_O QUE FAZER_.
- a) Segundo a reportagem, quantos filhos vivem com Priscila Gomes?
- b) Repita literalmente o trecho da reportagem que começa nas palavras "A moradora Priscila" e vai até "do policiamento comunitário.".
- c) Liste todos os órgãos e entidades que a reportagem nomeia como mobilizados pelas equipes, sem incluir o presidente do bairro.

┌─ TRECHO DO TEXTO

Em um dia comum, quem transita pelo Complexo Habitacional Cidade do Povo, em Rio Branco, vai, eventualmente, encontrar pequenos grupos de policiais militares conversando com moradores, visitando comércios, escolas e órgãos públicos. Não precisa ser um observador muito atento para perceber que são vistos pelos locais como parte da comunidade. Mas nem sempre foi assim.
O bairro, que sofria com altos índices de criminalidade e disputas territoriais por organizações criminosas, em meados de 2023 passou a ser atendido pelo Programa de Polícia Comunitária e Direitos Humanos (PPCDH) da Polícia Militar do Acre (PMAC) e agora coleciona muitas histórias positivas.
A moradora Priscila Gomes, de 37 anos, faz parte de uma dessas histórias. Em uma casa humilde, onde vive com o esposo e seis filhos, trava uma batalha silenciosa contra um câncer, que a deixou debilitada e com dificuldades para conseguir até mesmo itens básicos para sobreviver. Foi quando entraram em cena os militares do policiamento comunitário.
As equipes, cientes da situação da moradora, mobilizaram outros órgãos e entidades, entre eles a Defensoria Pública, o Ministério Público, o Centro de Referência de Assistência Social (Cras), o Centro de Referência Especializado de Assistência Social (Creas), o Conselho Tutelar e a unidade de saúde, além do presidente do bairro. Toda a rede se reuniu e conseguiu a ajuda que a família precisava: benefícios sociais, aposentadoria por problemas de saúde e donativos de alimentos e roupas.
“Quando [os policiais militares] chegaram até mim, o meu diagnóstico era de que não tinha mais jeito. Mas sempre acreditei que a última palavra vem de Deus, e Ele me deu apoio através da polícia, para me alimentar, dar de comer às minhas filhas, até mesmo pra resolver minha aposentadoria. Agradeço muito. Minhas filhas tinham medo da polícia, mas agora acreditam que estão aqui para proteger. Eu creio que isso tudo é um processo. Deserto não é lugar de morada, e se um dia precisei dessa ajuda, foi porque o Mestre permitiu, mas também colocou anjos para me ajudar”, relata Priscila, emocionada.

└─
┌─ REGISTROS

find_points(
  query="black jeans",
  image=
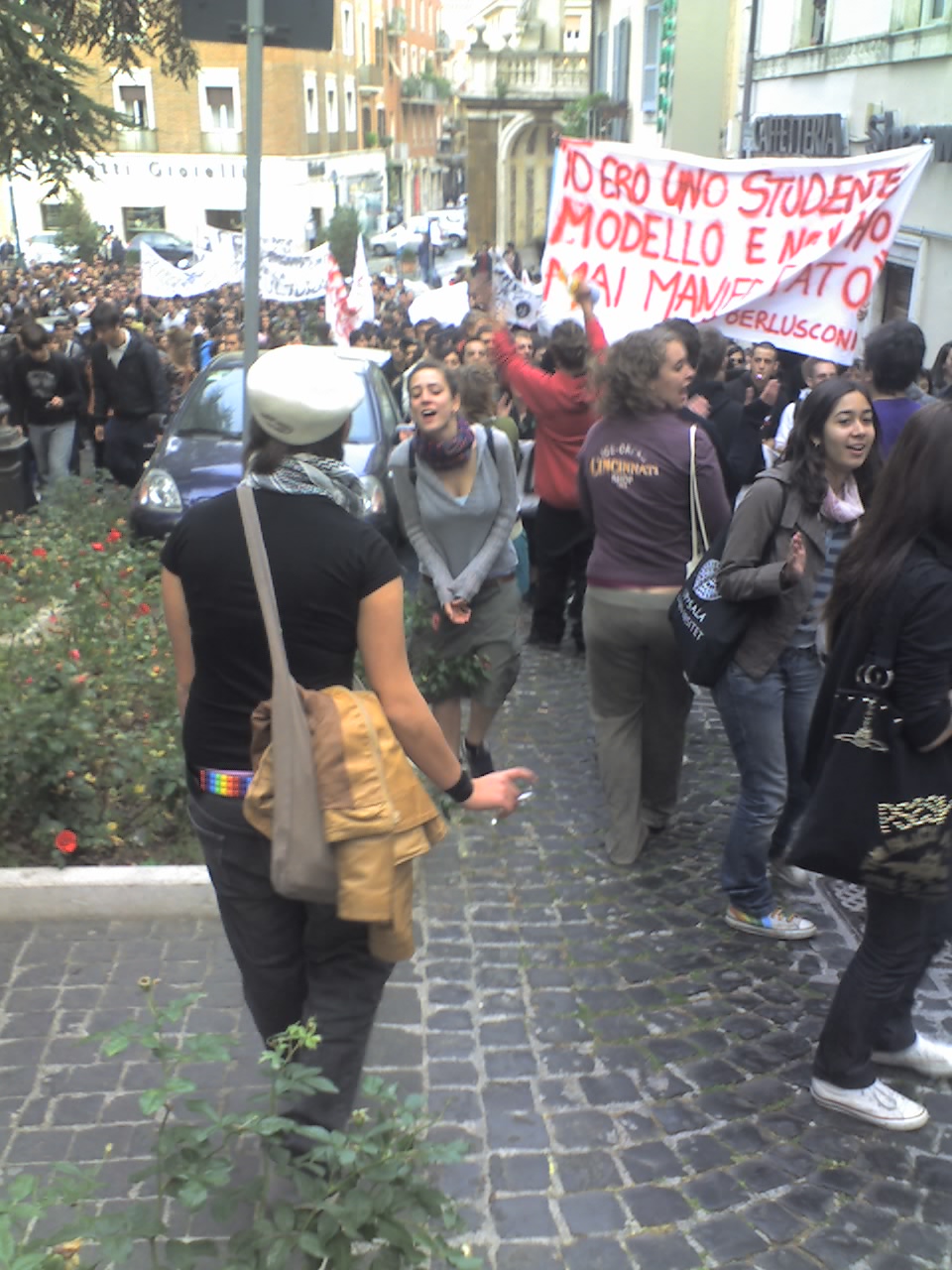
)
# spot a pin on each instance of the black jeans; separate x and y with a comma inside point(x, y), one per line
point(874, 1003)
point(562, 544)
point(128, 447)
point(298, 961)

└─

_RESPOSTAS ESPERADAS_.
- a) Seis.

- b)
A moradora Priscila Gomes, de 37 anos, faz parte de uma dessas histórias. Em uma casa humilde, onde vive com o esposo e seis filhos, trava uma batalha silenciosa contra um câncer, que a deixou debilitada e com dificuldades para conseguir até mesmo itens básicos para sobreviver. Foi quando entraram em cena os militares do policiamento comunitário.

- c)
Defensoria Pública
Ministério Público
Centro de Referência de Assistência Social (Cras)
Centro de Referência Especializado de Assistência Social (Creas)
Conselho Tutelar
Unidade de saúde